[Raw rows]
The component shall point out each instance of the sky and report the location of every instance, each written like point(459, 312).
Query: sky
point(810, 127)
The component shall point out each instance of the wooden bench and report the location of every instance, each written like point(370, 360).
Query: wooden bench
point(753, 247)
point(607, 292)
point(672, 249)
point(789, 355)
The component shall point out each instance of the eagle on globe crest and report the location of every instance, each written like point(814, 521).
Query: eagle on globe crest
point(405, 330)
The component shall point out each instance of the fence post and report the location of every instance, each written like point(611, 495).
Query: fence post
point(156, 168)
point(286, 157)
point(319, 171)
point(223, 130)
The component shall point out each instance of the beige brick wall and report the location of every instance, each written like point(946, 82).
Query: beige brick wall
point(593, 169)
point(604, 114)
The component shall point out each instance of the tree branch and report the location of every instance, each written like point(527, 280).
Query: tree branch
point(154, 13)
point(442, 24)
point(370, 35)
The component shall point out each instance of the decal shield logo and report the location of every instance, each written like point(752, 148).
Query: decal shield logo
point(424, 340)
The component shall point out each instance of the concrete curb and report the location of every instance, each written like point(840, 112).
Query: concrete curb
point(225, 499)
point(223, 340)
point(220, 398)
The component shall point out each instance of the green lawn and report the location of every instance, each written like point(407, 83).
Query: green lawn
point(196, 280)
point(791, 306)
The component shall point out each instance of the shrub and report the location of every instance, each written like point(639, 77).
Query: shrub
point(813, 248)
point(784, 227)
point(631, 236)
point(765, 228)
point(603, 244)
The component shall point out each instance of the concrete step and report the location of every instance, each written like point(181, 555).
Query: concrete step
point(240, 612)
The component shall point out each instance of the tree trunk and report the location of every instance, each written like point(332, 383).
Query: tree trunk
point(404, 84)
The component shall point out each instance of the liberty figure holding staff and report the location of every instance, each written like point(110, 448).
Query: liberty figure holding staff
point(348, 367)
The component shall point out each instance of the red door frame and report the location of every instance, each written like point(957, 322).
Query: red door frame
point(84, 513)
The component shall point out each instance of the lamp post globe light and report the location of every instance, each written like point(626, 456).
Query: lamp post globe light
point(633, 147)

▶ _Stated problem_: Quote every one of the rows above verbatim, line for line.

▶ _Reply to the task_:
The component shall point out each instance of the sky and report the location of every instance, each written like point(459, 312).
Query: sky
point(810, 127)
The component shall point out each instance of the wooden bench and report the location of every instance, each written like point(370, 360).
Query: wooden bench
point(753, 247)
point(607, 292)
point(672, 249)
point(789, 355)
The component shall point out each instance of the eagle on globe crest and report the location of every instance, each written like point(814, 521).
Query: eagle on globe crest
point(405, 330)
The component shall point out each instance of the fence post and report the location of every instance, each written like point(611, 495).
Query: fence post
point(156, 168)
point(286, 157)
point(319, 171)
point(223, 130)
The component shall point out each instance of the beige brick wall and report the location of every instance, each written like point(946, 82).
Query: beige brick wall
point(593, 169)
point(604, 114)
The component shall point out each instance of the tree branch and report the location of every instance, each written like point(527, 280).
Query: tree branch
point(154, 13)
point(442, 24)
point(370, 35)
The component shall point out each instance of the decal shield logo and report the location of every instance, each written like point(752, 148).
Query: decal shield logo
point(424, 340)
The component shall point out each instance of the concrete curb and report the location of every instance, each written like point(840, 112).
Query: concrete curb
point(225, 499)
point(223, 340)
point(220, 398)
The component shall point out each instance of the green lawn and report the location of every instance, each written like point(407, 83).
Query: green lawn
point(196, 280)
point(791, 306)
The component shall point out each instance of the shrub and report the location of every instance, each written like point(639, 77).
Query: shrub
point(813, 248)
point(784, 227)
point(631, 236)
point(765, 228)
point(603, 244)
The component shall point out each instance of the concrete step and report the location of every instance, each written like point(181, 555).
Query: concrete step
point(240, 612)
The component shall point out each instance of the tree trunk and report the location of every instance, each written like point(332, 383).
Query: tree trunk
point(404, 84)
The component shall point out each instance of the liberty figure holding staff and report the location of every instance, each written like point(110, 448).
Query: liberty figure holding staff
point(348, 367)
The component shall point out each instance of the red door frame and report the location of every instance, each written like point(957, 322).
Query: red door frame
point(84, 513)
The component shall point out each instance of the lamp post globe light and report the location of every instance, each written like point(626, 456).
Query: lamp post globe light
point(633, 147)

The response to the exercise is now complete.